Extracted data entries
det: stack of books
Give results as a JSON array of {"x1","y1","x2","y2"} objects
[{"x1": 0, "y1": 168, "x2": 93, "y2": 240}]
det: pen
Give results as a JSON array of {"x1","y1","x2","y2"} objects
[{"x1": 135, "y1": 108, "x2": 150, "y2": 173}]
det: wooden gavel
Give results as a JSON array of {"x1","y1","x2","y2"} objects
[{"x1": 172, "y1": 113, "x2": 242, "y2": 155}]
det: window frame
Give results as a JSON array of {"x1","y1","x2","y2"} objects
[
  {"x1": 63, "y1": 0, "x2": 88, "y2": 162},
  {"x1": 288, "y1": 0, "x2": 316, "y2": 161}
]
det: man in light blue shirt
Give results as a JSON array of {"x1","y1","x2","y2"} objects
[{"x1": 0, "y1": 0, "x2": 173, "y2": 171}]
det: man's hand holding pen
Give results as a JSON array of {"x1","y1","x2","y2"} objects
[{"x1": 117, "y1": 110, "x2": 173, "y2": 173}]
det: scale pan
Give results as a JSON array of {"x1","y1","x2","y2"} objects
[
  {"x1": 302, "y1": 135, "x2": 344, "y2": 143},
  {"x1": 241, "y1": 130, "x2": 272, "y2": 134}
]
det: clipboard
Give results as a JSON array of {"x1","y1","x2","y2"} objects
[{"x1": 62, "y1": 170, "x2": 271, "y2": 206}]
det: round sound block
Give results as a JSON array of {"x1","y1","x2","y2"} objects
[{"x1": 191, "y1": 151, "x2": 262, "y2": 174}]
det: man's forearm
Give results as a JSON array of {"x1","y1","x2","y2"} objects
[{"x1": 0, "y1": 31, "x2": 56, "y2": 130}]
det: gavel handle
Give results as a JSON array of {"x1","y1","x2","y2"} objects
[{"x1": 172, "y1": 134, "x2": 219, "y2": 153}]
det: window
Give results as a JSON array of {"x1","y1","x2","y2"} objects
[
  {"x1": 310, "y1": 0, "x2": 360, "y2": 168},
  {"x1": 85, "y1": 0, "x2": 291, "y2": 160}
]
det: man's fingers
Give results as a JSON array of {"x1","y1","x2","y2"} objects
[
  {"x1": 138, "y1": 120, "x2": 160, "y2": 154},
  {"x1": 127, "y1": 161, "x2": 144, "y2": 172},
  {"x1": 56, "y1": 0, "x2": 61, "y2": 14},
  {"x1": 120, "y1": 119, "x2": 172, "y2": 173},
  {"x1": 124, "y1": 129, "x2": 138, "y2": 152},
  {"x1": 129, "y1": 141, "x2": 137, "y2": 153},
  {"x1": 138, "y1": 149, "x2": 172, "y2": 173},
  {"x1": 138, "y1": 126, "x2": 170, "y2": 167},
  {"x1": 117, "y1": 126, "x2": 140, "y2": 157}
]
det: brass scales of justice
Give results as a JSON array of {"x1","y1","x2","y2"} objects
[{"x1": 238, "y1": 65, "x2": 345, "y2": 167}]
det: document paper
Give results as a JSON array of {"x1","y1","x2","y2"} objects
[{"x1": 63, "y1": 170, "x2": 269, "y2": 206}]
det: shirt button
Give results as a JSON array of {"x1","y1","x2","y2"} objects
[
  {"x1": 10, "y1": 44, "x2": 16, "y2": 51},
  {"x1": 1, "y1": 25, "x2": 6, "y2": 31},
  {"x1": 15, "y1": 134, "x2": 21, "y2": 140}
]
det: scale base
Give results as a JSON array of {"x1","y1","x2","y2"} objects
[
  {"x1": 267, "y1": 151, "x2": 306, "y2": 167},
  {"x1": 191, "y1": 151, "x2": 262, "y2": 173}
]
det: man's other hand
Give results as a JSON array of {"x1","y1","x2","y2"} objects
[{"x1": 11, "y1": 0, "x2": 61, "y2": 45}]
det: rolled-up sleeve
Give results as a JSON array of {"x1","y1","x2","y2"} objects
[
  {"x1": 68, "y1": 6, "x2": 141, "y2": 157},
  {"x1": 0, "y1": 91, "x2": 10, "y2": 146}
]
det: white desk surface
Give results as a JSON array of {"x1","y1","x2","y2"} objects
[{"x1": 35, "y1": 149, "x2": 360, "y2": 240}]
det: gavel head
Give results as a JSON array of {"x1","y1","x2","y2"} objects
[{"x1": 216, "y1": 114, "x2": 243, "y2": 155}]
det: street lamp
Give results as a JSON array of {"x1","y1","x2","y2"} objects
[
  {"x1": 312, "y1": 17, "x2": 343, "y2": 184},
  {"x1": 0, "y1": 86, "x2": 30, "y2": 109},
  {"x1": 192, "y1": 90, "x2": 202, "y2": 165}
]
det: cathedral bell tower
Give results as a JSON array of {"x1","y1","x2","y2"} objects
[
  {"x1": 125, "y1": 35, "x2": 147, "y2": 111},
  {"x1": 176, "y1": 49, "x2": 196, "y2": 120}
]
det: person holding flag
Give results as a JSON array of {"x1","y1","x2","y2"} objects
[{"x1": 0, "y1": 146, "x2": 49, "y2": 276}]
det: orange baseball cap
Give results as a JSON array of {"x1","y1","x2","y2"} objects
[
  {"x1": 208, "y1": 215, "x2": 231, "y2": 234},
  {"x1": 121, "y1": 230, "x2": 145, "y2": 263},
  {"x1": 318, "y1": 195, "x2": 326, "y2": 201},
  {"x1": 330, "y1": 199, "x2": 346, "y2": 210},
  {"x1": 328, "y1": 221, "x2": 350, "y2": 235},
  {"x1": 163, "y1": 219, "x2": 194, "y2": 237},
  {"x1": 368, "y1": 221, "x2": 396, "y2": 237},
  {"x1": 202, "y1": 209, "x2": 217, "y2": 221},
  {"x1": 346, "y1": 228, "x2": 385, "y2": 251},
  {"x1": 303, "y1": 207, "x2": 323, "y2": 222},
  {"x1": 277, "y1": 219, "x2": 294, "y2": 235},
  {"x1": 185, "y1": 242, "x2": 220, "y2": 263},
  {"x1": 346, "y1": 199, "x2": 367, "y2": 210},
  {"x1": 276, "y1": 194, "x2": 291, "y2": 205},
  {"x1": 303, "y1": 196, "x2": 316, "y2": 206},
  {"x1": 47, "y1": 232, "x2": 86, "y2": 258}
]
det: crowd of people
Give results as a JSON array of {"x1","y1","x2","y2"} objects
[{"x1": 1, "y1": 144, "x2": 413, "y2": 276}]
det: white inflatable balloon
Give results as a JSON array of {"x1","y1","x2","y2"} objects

▸ To do: Every record above belongs in the answer, reproduced exactly.

▸ Output of the exercise:
det: stack of books
Give results as a JSON array of {"x1","y1","x2","y2"} objects
[{"x1": 0, "y1": 168, "x2": 93, "y2": 240}]
det: pen
Give results as a JSON array of {"x1","y1","x2","y2"} objects
[{"x1": 135, "y1": 108, "x2": 150, "y2": 173}]
det: wooden gavel
Give results as a JSON array of {"x1","y1","x2","y2"} objects
[{"x1": 172, "y1": 113, "x2": 242, "y2": 155}]
det: window frame
Give results as a JSON array of {"x1","y1","x2","y2"} objects
[
  {"x1": 63, "y1": 0, "x2": 88, "y2": 162},
  {"x1": 288, "y1": 0, "x2": 316, "y2": 161}
]
det: man in light blue shirt
Give results as a JSON array of {"x1","y1","x2","y2"} objects
[{"x1": 0, "y1": 0, "x2": 173, "y2": 171}]
det: man's hand holding pen
Give results as a JSON array of {"x1","y1","x2","y2"} objects
[{"x1": 117, "y1": 110, "x2": 173, "y2": 173}]
det: scale pan
Give results as a JSON array of {"x1","y1","x2","y2"} objects
[
  {"x1": 302, "y1": 135, "x2": 344, "y2": 143},
  {"x1": 241, "y1": 130, "x2": 272, "y2": 134}
]
det: clipboard
Give results as a JSON array of {"x1","y1","x2","y2"} objects
[{"x1": 62, "y1": 170, "x2": 271, "y2": 206}]
det: round sound block
Give results as a JSON array of {"x1","y1","x2","y2"} objects
[{"x1": 191, "y1": 151, "x2": 262, "y2": 174}]
det: man's forearm
Give results as a JSON array of {"x1","y1","x2","y2"} objects
[{"x1": 0, "y1": 31, "x2": 56, "y2": 130}]
det: gavel handle
Give results as a JSON array of {"x1","y1","x2","y2"} objects
[{"x1": 172, "y1": 134, "x2": 219, "y2": 153}]
det: window
Give results as a JSON array of {"x1","y1","x2","y2"} objects
[
  {"x1": 310, "y1": 0, "x2": 360, "y2": 168},
  {"x1": 85, "y1": 0, "x2": 291, "y2": 160}
]
det: man's fingers
Give results as a JSON array of {"x1","y1","x2","y2"} objects
[
  {"x1": 138, "y1": 120, "x2": 160, "y2": 154},
  {"x1": 127, "y1": 161, "x2": 144, "y2": 172},
  {"x1": 56, "y1": 0, "x2": 61, "y2": 14},
  {"x1": 120, "y1": 119, "x2": 172, "y2": 173},
  {"x1": 124, "y1": 129, "x2": 138, "y2": 152},
  {"x1": 129, "y1": 141, "x2": 137, "y2": 153},
  {"x1": 138, "y1": 149, "x2": 172, "y2": 173},
  {"x1": 138, "y1": 126, "x2": 170, "y2": 167},
  {"x1": 117, "y1": 126, "x2": 140, "y2": 157}
]
det: brass scales of justice
Give results as a JSON array of {"x1","y1","x2","y2"} objects
[{"x1": 238, "y1": 65, "x2": 345, "y2": 167}]
det: document paper
Give results as a JSON array of {"x1","y1","x2","y2"} objects
[{"x1": 63, "y1": 170, "x2": 269, "y2": 206}]
det: shirt button
Give results as a JSON array of {"x1","y1","x2","y2"} objects
[
  {"x1": 10, "y1": 44, "x2": 16, "y2": 51},
  {"x1": 1, "y1": 25, "x2": 6, "y2": 31},
  {"x1": 15, "y1": 134, "x2": 21, "y2": 140}
]
det: scale base
Give results as a JSON array of {"x1","y1","x2","y2"} objects
[
  {"x1": 267, "y1": 151, "x2": 306, "y2": 167},
  {"x1": 191, "y1": 151, "x2": 262, "y2": 173}
]
det: man's other hand
Give results as a JSON array of {"x1","y1","x2","y2"} objects
[{"x1": 11, "y1": 0, "x2": 61, "y2": 45}]
det: rolled-up sleeve
Give results as a JSON array of {"x1","y1","x2","y2"} objects
[
  {"x1": 68, "y1": 6, "x2": 141, "y2": 157},
  {"x1": 0, "y1": 91, "x2": 10, "y2": 146}
]
det: white desk surface
Give results as a JSON array of {"x1","y1","x2","y2"} objects
[{"x1": 35, "y1": 149, "x2": 360, "y2": 240}]
det: gavel head
Give results as a JSON array of {"x1","y1","x2","y2"} objects
[{"x1": 216, "y1": 114, "x2": 243, "y2": 155}]
det: street lamp
Give results as a JSON array of {"x1","y1","x2","y2"} objects
[
  {"x1": 312, "y1": 17, "x2": 343, "y2": 184},
  {"x1": 0, "y1": 86, "x2": 30, "y2": 109},
  {"x1": 192, "y1": 90, "x2": 202, "y2": 165}
]
det: cathedral bell tower
Give results as a JSON array of {"x1","y1","x2","y2"} objects
[
  {"x1": 125, "y1": 35, "x2": 147, "y2": 111},
  {"x1": 176, "y1": 49, "x2": 196, "y2": 120}
]
det: person holding flag
Give results as a JSON array of {"x1","y1","x2","y2"} objects
[{"x1": 0, "y1": 146, "x2": 49, "y2": 276}]
det: orange baseball cap
Give results as a JSON array of {"x1","y1","x2","y2"} objects
[
  {"x1": 208, "y1": 215, "x2": 231, "y2": 234},
  {"x1": 121, "y1": 230, "x2": 145, "y2": 263},
  {"x1": 318, "y1": 195, "x2": 326, "y2": 201},
  {"x1": 330, "y1": 199, "x2": 346, "y2": 210},
  {"x1": 328, "y1": 221, "x2": 350, "y2": 235},
  {"x1": 163, "y1": 219, "x2": 194, "y2": 237},
  {"x1": 368, "y1": 221, "x2": 396, "y2": 237},
  {"x1": 202, "y1": 209, "x2": 217, "y2": 221},
  {"x1": 346, "y1": 228, "x2": 385, "y2": 251},
  {"x1": 303, "y1": 207, "x2": 323, "y2": 222},
  {"x1": 277, "y1": 219, "x2": 294, "y2": 235},
  {"x1": 185, "y1": 242, "x2": 220, "y2": 263},
  {"x1": 346, "y1": 199, "x2": 367, "y2": 210},
  {"x1": 276, "y1": 194, "x2": 291, "y2": 205},
  {"x1": 303, "y1": 196, "x2": 316, "y2": 206},
  {"x1": 47, "y1": 232, "x2": 86, "y2": 258}
]
det: crowd of people
Give results as a JSON array of {"x1","y1","x2","y2"} objects
[{"x1": 1, "y1": 144, "x2": 413, "y2": 276}]
det: white inflatable balloon
Give results as a JSON array of {"x1","y1","x2","y2"} objects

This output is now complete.